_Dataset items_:
════════════════

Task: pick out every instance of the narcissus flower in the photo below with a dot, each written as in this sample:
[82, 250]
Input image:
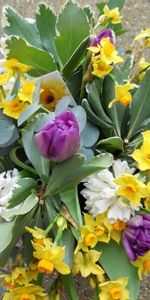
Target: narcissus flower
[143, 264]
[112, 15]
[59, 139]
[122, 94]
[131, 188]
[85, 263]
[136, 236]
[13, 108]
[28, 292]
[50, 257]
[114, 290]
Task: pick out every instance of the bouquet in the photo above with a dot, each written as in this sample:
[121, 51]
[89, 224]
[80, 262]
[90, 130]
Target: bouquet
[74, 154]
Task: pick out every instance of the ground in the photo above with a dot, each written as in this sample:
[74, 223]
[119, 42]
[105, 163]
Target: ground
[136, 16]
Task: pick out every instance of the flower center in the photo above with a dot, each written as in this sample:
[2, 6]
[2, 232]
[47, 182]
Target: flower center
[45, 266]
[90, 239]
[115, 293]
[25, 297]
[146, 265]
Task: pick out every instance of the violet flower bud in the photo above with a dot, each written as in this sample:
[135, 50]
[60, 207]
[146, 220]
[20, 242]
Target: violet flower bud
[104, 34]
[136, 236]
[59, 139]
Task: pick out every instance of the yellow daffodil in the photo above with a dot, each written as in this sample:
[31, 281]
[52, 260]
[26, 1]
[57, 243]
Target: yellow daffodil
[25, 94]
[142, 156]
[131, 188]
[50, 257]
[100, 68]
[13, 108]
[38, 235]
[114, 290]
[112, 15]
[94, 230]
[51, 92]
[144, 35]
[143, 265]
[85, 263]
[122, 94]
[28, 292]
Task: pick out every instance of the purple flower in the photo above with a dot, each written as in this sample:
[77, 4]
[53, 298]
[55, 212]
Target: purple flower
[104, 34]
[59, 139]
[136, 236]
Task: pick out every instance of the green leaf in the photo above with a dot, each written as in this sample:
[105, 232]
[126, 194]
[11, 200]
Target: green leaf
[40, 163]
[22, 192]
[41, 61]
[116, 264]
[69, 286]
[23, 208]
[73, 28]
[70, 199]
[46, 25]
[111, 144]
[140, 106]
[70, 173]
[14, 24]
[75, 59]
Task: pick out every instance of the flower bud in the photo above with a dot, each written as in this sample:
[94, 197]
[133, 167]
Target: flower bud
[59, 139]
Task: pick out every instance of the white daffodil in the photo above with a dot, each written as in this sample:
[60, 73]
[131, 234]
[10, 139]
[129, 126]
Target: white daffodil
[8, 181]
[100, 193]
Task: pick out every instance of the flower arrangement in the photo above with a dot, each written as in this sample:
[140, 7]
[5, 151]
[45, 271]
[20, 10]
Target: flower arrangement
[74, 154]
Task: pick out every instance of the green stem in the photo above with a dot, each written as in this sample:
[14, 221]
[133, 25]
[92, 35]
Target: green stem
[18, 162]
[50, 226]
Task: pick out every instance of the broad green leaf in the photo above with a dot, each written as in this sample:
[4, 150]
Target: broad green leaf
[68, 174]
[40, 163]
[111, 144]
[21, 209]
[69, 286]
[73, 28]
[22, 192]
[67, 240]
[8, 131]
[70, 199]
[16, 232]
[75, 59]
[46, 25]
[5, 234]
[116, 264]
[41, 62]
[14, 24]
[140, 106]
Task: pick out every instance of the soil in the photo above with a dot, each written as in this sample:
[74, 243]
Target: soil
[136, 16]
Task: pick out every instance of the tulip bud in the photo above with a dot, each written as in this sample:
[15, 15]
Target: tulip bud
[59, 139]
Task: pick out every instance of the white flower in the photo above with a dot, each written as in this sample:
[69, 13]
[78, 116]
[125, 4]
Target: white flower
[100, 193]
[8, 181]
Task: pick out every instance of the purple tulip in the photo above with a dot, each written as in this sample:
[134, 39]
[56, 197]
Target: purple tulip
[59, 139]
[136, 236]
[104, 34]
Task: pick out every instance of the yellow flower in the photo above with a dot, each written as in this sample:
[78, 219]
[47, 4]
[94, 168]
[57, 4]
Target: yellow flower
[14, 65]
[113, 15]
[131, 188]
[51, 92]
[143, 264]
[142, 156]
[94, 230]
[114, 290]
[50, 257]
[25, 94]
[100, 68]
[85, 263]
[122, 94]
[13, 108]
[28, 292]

════════════════

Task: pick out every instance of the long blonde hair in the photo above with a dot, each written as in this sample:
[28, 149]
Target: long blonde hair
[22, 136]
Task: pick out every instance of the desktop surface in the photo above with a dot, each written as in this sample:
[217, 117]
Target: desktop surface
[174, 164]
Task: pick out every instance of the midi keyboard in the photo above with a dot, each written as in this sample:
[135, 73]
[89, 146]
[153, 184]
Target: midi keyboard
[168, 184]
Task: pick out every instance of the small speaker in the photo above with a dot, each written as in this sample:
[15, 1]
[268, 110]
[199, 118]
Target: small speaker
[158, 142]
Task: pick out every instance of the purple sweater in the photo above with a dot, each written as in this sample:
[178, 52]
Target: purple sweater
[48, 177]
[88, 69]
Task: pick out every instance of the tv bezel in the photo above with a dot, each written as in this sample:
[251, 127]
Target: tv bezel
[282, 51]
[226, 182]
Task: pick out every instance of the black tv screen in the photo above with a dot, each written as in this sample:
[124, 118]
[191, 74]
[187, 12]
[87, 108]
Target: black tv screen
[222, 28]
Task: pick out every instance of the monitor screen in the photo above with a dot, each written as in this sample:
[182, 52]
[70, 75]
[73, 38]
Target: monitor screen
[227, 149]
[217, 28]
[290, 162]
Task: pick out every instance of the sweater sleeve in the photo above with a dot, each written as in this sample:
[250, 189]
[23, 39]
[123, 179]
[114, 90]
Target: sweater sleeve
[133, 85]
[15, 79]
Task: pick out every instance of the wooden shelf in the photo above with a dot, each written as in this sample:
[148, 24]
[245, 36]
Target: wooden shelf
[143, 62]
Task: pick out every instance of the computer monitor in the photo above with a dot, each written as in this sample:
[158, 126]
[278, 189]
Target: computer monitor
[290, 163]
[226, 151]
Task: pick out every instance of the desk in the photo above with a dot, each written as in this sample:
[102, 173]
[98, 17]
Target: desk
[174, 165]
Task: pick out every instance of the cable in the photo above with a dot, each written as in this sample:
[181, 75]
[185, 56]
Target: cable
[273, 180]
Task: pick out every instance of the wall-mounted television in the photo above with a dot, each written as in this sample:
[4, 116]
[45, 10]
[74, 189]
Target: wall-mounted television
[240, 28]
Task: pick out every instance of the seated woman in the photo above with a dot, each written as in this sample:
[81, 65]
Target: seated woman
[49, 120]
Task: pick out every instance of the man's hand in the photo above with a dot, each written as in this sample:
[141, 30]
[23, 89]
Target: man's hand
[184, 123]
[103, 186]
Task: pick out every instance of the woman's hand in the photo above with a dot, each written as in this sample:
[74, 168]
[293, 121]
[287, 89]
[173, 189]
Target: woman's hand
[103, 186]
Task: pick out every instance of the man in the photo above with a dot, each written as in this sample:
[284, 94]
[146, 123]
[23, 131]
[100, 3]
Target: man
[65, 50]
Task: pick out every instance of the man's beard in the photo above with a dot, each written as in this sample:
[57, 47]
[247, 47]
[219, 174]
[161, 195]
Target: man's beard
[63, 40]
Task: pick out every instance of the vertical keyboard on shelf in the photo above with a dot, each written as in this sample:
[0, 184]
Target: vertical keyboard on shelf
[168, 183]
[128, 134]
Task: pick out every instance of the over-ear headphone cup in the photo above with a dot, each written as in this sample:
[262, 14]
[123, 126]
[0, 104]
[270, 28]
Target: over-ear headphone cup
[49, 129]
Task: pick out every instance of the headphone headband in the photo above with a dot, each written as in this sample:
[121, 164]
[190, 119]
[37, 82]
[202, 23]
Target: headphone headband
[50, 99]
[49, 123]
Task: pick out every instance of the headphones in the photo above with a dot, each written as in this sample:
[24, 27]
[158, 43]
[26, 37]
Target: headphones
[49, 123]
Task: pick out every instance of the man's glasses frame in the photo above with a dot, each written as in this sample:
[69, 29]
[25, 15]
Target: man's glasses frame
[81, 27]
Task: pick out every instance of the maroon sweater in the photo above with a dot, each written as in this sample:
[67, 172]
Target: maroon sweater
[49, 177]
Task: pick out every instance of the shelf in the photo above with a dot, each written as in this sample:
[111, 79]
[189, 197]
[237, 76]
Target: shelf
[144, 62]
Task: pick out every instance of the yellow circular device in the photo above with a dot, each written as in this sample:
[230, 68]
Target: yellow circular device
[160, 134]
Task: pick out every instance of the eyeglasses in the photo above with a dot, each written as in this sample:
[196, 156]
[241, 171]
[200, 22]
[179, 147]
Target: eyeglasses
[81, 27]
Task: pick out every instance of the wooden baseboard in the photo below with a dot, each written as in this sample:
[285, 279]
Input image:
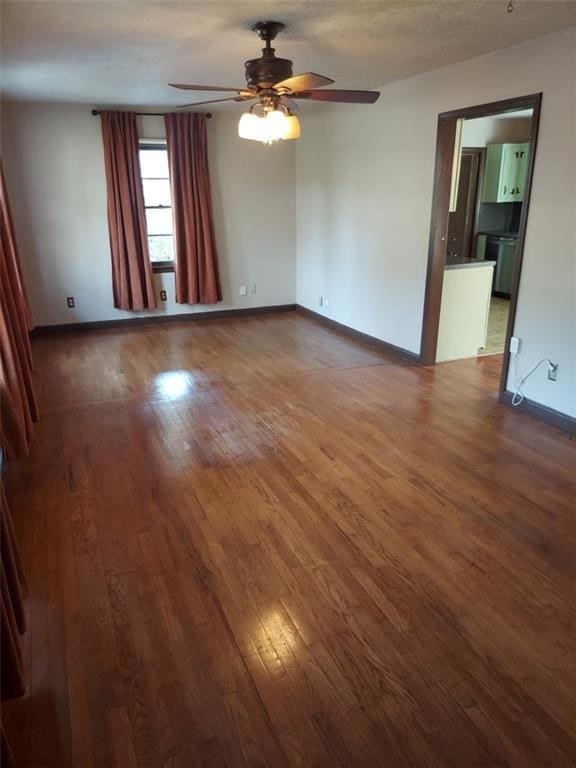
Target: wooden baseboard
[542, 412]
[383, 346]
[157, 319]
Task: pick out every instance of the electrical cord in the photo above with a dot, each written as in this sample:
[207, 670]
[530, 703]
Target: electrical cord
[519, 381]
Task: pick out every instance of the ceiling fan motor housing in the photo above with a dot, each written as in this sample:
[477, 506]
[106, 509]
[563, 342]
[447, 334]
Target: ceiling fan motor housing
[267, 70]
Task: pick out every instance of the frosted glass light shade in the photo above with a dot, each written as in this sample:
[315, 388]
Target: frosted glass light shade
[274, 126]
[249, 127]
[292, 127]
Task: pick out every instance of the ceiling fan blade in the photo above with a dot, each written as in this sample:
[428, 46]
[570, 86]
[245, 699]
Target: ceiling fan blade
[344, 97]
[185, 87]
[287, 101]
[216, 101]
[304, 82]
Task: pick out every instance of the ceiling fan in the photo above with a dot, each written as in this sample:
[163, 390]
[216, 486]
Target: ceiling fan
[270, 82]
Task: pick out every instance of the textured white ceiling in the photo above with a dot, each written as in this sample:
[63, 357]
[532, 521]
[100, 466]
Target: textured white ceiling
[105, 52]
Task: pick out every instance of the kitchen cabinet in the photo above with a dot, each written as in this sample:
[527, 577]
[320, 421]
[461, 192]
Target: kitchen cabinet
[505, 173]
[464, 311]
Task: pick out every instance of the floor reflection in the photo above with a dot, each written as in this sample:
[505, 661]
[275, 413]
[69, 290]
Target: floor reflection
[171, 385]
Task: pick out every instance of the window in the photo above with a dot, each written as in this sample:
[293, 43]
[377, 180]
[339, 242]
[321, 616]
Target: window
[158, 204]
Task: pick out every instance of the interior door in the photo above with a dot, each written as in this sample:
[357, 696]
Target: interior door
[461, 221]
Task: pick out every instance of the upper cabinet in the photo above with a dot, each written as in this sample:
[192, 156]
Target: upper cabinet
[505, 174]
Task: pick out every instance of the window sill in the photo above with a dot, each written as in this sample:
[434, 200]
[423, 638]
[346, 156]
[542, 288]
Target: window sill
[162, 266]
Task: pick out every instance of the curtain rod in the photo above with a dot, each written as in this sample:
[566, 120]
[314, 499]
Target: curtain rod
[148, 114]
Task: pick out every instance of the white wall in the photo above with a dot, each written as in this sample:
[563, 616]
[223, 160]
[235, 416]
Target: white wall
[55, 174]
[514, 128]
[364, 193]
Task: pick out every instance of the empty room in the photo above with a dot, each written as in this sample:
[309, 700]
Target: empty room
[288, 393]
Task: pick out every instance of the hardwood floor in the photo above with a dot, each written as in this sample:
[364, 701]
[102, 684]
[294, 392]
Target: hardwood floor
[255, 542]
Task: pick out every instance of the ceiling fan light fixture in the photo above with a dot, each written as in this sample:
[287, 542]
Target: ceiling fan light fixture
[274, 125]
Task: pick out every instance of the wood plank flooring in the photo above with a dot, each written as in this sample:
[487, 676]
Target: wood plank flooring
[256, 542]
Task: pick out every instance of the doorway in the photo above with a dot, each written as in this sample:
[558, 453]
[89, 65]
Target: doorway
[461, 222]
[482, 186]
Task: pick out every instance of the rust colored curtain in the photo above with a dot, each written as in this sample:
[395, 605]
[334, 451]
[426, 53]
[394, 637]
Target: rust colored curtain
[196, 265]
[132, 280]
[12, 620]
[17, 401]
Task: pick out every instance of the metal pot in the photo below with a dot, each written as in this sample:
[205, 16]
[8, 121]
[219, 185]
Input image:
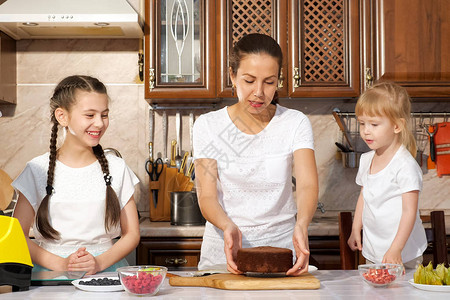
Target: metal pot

════════════════

A single number is expected: how many lines in the entries above hold the word "below".

_Response area_:
3